PROBLEM TO SOLVE — Print the listing below once more, unchanged.

THE RECORDS —
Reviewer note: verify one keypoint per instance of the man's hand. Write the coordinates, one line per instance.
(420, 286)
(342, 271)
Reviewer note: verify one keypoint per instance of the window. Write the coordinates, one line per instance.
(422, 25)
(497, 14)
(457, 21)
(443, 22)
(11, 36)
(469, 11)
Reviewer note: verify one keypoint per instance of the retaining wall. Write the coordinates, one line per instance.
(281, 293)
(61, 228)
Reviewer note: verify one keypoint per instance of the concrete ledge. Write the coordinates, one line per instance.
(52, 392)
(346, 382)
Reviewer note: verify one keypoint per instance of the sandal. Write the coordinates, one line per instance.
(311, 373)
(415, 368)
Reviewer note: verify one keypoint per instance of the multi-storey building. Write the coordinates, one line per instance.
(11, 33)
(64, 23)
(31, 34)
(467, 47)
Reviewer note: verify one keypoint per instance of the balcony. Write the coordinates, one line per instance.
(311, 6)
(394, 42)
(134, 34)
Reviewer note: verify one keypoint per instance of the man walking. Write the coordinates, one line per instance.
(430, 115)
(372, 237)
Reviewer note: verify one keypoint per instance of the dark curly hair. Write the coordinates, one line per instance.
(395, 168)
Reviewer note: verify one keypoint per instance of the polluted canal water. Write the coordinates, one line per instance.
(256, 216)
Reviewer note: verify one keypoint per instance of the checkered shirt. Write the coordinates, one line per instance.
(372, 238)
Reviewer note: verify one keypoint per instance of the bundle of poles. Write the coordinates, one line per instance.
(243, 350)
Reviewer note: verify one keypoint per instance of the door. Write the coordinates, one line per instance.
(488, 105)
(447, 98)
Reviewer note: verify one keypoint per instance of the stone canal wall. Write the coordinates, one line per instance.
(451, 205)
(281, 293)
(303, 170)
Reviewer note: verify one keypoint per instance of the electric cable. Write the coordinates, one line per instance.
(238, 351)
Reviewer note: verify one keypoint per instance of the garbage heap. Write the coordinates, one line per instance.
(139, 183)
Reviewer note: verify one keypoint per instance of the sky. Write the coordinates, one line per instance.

RESULT OF THE EXERCISE —
Reviewer note: verify one keypoint per instance of the man's hand. Write the coordinates, one line per instance.
(420, 286)
(342, 271)
Reviewer note: verify one keypoint per instance of the window. Write the coordinates, one line per instance.
(422, 25)
(497, 14)
(457, 21)
(443, 22)
(11, 36)
(469, 11)
Reviewer note: verify one keypoint per instance of the retaining wall. Write the coordinates, one line per instance.
(281, 293)
(61, 228)
Reviewer note: verify one keypoint per instance of the concrete ledge. Write the coordinates, one line per instance.
(52, 392)
(346, 382)
Reviewer note: verify one keypoint per instance of the sandal. Write the coordinates, one line per instance.
(311, 373)
(415, 368)
Reviewer note: verify one keypoint per instance of the multi-storey building. Write the coordinates, one line per instance.
(11, 33)
(64, 23)
(31, 34)
(467, 47)
Reviewer note: verify one keypoint per instance of the balcony. Write the coordinates, one line per instance.
(311, 6)
(394, 42)
(134, 34)
Reviewer note: verify one keypoint per instance of the man walking. Write the coordinates, one line per instance.
(430, 115)
(372, 237)
Reviewer note: verify one keypoint per instance of the dark curly hair. Write the coordinates, one line per instance.
(395, 168)
Reviewer note: verify one keypoint per instance of the polluted canal water. Write the coordinates, one line per instance.
(256, 216)
Reviewer note: verify one keypoint per instance of the checkered shirt. Write the coordinates, one line per instance.
(372, 238)
Reviewer note: verify one keypoint per instance of the bundle of poles. Write the coordinates, one line per instance.
(243, 350)
Reviewer note: verify one keypoint per instance of the door. Write the coordinates, one line per instance.
(488, 105)
(447, 98)
Reviewer note: verify one keypoint per instance of the stone canal wall. Write the coordinates, one line per instance.
(451, 205)
(281, 293)
(303, 170)
Reviewer note: verify one keypoint per instance of the electric cable. Write the coordinates, one line per instance.
(238, 351)
Reviewer note: verify one keypoint per instance of the garbage heap. Write the coordinates, one line per instance.
(139, 183)
Reviewer note: verify one keypoint per instance of the sky. Write the coordinates, one line per instance.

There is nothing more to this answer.